→ **Problem statement**: Present the stretch of the listing from its start through the line containing "537,0,1007,787" as a Markdown table with the columns Row and Line, both ends included and blank lines omitted. Give each line its own numbered row, and leave the pictures out of the answer.

→ **Entries shown**:
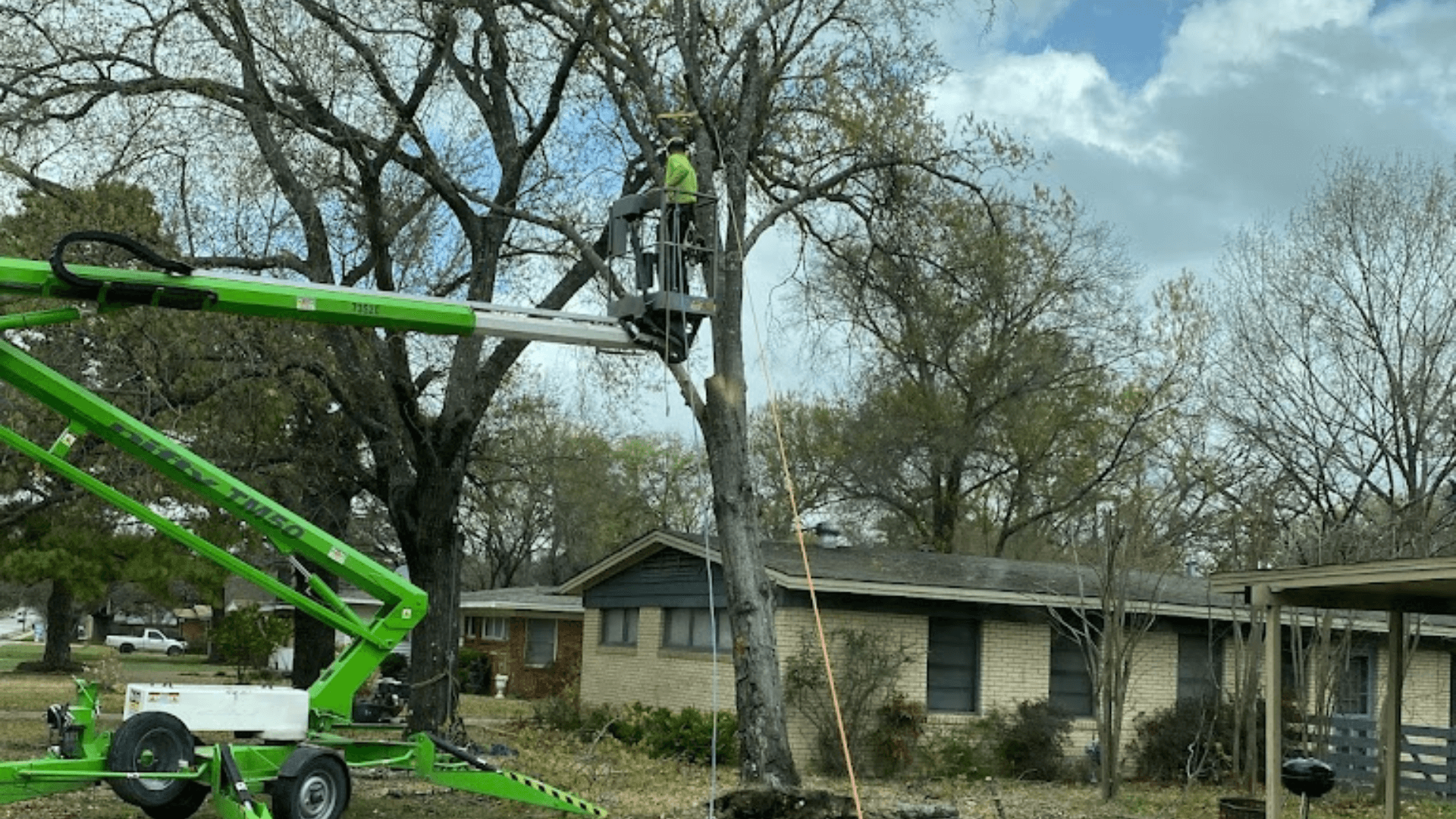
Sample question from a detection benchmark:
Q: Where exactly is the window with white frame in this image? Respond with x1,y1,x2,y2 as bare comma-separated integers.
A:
663,607,733,651
601,607,638,645
1178,634,1223,701
924,617,981,713
1046,631,1097,717
464,617,511,640
526,618,556,667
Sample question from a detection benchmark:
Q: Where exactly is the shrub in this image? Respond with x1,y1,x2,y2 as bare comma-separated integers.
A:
783,629,920,774
986,699,1072,781
642,708,738,765
869,692,924,775
1128,698,1233,784
919,720,996,780
532,689,738,765
214,604,293,683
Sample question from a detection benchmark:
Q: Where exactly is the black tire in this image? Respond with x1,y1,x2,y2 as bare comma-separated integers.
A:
141,783,212,819
271,754,350,819
106,711,207,804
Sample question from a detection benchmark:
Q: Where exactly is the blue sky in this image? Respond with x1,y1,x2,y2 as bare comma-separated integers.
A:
544,0,1456,436
935,0,1456,290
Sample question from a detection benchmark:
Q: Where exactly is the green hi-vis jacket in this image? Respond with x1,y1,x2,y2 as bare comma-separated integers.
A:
663,153,698,204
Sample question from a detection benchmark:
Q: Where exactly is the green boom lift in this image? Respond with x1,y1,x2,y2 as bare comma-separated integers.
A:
0,199,712,819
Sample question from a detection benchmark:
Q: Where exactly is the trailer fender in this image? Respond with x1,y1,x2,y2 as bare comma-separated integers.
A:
278,745,347,780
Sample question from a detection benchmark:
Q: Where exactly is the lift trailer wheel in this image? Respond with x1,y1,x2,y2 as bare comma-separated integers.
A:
269,749,350,819
106,711,207,819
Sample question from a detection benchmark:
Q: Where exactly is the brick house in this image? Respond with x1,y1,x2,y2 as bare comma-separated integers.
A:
460,586,582,699
560,531,1456,759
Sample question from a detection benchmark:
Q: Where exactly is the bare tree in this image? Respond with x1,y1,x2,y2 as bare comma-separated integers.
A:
1213,153,1456,564
0,0,637,729
537,0,1007,787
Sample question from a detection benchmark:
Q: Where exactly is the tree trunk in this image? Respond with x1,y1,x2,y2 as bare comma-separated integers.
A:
703,376,799,790
698,80,799,790
41,577,76,670
391,471,463,732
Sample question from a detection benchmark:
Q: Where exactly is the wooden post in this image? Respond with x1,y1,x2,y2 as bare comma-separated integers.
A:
1261,586,1284,819
1380,610,1405,819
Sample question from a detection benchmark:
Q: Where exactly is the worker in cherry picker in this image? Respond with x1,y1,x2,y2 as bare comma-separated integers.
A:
663,137,698,293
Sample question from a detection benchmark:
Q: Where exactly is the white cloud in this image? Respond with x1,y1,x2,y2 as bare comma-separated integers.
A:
1149,0,1373,98
935,51,1179,169
935,0,1456,291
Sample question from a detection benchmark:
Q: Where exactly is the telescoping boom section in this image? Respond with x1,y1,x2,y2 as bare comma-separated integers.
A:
0,233,712,819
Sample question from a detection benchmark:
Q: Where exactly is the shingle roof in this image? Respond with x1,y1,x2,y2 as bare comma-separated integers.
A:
460,586,582,615
562,531,1238,609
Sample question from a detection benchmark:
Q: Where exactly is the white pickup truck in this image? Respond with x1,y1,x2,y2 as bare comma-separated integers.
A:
106,628,187,657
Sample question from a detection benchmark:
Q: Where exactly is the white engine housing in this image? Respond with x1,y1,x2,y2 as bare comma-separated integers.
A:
122,682,309,740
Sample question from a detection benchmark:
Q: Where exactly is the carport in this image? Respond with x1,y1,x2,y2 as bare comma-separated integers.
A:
1210,558,1456,819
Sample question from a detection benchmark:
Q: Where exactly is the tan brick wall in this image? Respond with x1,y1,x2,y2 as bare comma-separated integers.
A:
774,609,929,773
581,607,1450,765
581,607,734,713
980,621,1051,710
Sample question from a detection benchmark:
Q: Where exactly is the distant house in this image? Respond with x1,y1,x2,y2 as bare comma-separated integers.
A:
560,531,1456,759
460,586,582,699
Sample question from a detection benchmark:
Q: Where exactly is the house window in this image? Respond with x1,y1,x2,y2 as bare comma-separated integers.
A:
526,618,556,667
663,609,733,651
1178,634,1223,699
1046,631,1097,717
601,609,638,645
1335,653,1373,717
464,617,511,640
924,617,981,713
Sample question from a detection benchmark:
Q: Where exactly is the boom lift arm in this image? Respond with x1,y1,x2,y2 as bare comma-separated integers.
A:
0,213,712,819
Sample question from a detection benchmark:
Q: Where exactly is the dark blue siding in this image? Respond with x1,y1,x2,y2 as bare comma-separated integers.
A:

→ **Task result**:
| Row | Line |
|---|---|
| 1 | Sample question from a detection benchmark: |
| 2 | Q: Where exactly is the window with white frame in this image? Respond with x1,y1,x2,y2 as bare comma-separated integers. |
| 3 | A: |
| 4 | 663,607,733,651 |
| 5 | 601,607,638,645 |
| 6 | 1178,634,1223,701 |
| 7 | 924,617,981,713 |
| 8 | 1046,631,1097,717 |
| 9 | 464,617,511,640 |
| 10 | 526,618,556,667 |
| 11 | Sample question from a detection benchmark: |
| 12 | Q: Where exactly is the shrub in this image? Respond with x1,y1,x2,y2 as bare comma-separated integers. |
| 13 | A: |
| 14 | 783,629,920,774 |
| 15 | 986,699,1072,781 |
| 16 | 642,708,738,765 |
| 17 | 869,692,924,775 |
| 18 | 1128,698,1233,784 |
| 19 | 919,720,996,780 |
| 20 | 532,689,738,765 |
| 21 | 214,604,293,683 |
| 22 | Sample question from a detection benchmark: |
| 23 | Q: Where exactly is the black tire in this image? Respond with x1,y1,x2,y2 as bare comma-separated integers. |
| 24 | A: |
| 25 | 141,783,212,819 |
| 26 | 271,754,350,819 |
| 27 | 106,711,207,804 |
| 28 | Sample question from a detection benchmark: |
| 29 | Q: Where exactly is the blue sky in this image? Respond with x1,y1,x2,y2 as bare comma-separated integers. |
| 30 | A: |
| 31 | 544,0,1456,436 |
| 32 | 935,0,1456,290 |
| 33 | Sample question from a detection benchmark: |
| 34 | Q: Where exactly is the green hi-vis jacket in this image? Respond with x1,y1,x2,y2 as bare comma-separated integers. |
| 35 | A: |
| 36 | 663,153,698,204 |
| 37 | Sample question from a detection benchmark: |
| 38 | Q: Where exactly is the green boom lift in this image? Respond with x1,y1,x2,y2 as bare comma-separated integers. |
| 39 | A: |
| 40 | 0,199,712,819 |
| 41 | Sample question from a detection benchmark: |
| 42 | Q: Where exactly is the trailer fender in this image? Respond with x1,y1,x2,y2 as bare comma-separated integers. |
| 43 | A: |
| 44 | 278,745,347,780 |
| 45 | Sample question from a detection benchmark: |
| 46 | Q: Where exactly is the lift trailer wheel in this image? Respond with x1,y1,x2,y2 as bare comma-separated integers. |
| 47 | A: |
| 48 | 269,749,350,819 |
| 49 | 106,711,207,819 |
| 50 | Sample question from a detection benchmark: |
| 51 | Q: Where exactly is the brick house in this image? Respond with x1,y1,x2,y2 as bare comma-separated integers. |
| 52 | A: |
| 53 | 460,586,582,699 |
| 54 | 560,531,1456,759 |
| 55 | Sample question from a detection benchmark: |
| 56 | Q: Where exactly is the bare tree in this image? Respond with x1,y1,x2,y2 as bare comma-separated integers. |
| 57 | A: |
| 58 | 1213,153,1456,564 |
| 59 | 0,0,637,729 |
| 60 | 537,0,1007,787 |